### [Consignes à suivre]
**1.** D'après le texte fourni sur la préparation à la pandémie, dans quelles régions toute la force de la pandémie reste-t-elle à venir selon les spécialistes ?
**2.** Traduisez en anglais cette phrase du texte fourni : « Selon la Dr. Liu, il est essentiel que les hôpitaux maintiennent les services pour les patients non-COVID-19 mais ayant des besoins aigus. »

### [Texte fourni]
__________________________________________________

Pour Dr. Liu, les gouvernements doivent faire tout ce qu’il est possible afin d’éviter les pires scénarios.
«Nous devons être prêts mentalement et sur le plan organisationnel à faire face à des conditions similaires qui secouent présentement l’Italie et l’Espagne. Dans le meilleur des scénarios, nous serons surpréparés, et c’est un petit prix à payer mais dans le pire des scénarios, nous serons prêts à sauver beaucoup plus de vies que si nous n’étions pas entièrement préparés au pire. Il doit y avoir des lignes directrices nationales explicites et préparées dès maintenant pour guider les médecins dans la prise de décision complexe et pénible qu’ils devront faire». (Global Mail)
Au plus fort de la crise, surtout s’il y a des installations mixtes et du personnel qui jouent des rôles mixtes, la COVID-19 doit attirer toute l’attention et monopoliser toutes les ressources disponibles.
«Nous devons, absolument nous assurer que les conditions médicales ne deviennent pas mortelles pour les patients non contaminés, comme par exemple une mère devra avoir un endroit sûr pour accoucher ». (Global Mail)
Selon la Dr. Liu, il est essentiel que les hôpitaux maintiennent les services pour les patients non-COVID-19 mais ayant des besoins aigus.
Selon les spécialistes des pandémies, les politiciens et les gestionnaires des réseaux de la santé doivent faire l’inimaginable dès maintenant parce que toute la force de la pandémie reste à venir en Amérique du Nord, en Amérique du Sud et en Afrique.

__________________________________________________

### [Données à examiner]
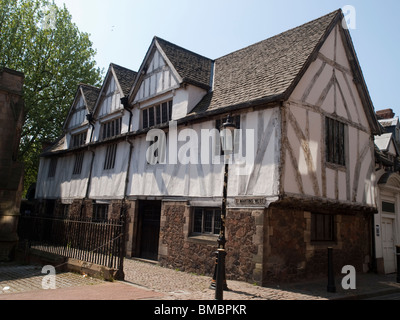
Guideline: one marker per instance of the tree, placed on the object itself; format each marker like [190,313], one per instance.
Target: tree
[39,39]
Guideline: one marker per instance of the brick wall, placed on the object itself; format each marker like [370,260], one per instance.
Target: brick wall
[290,255]
[179,250]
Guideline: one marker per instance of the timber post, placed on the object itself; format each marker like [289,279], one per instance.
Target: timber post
[331,277]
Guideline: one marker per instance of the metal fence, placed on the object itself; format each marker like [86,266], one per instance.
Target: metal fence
[78,238]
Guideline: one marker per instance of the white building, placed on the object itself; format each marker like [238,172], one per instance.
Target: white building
[308,127]
[387,221]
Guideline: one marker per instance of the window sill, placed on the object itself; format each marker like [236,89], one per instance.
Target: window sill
[203,239]
[323,244]
[335,166]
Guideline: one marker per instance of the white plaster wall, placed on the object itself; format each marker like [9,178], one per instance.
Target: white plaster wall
[109,184]
[185,100]
[327,89]
[64,185]
[205,180]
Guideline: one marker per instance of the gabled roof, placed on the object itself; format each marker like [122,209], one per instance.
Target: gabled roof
[187,66]
[266,69]
[89,94]
[125,77]
[389,122]
[191,67]
[269,70]
[384,141]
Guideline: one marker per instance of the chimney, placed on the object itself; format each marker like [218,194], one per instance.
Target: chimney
[385,114]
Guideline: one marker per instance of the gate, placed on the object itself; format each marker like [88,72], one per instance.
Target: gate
[97,242]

__________________________________________________

### [Liste des réponses]
**1.** En Amérique du Nord, en Amérique du Sud et en Afrique.

**2.** According to Dr. Liu, it is essential that hospitals maintain services for non-COVID-19 patients who nonetheless have acute needs.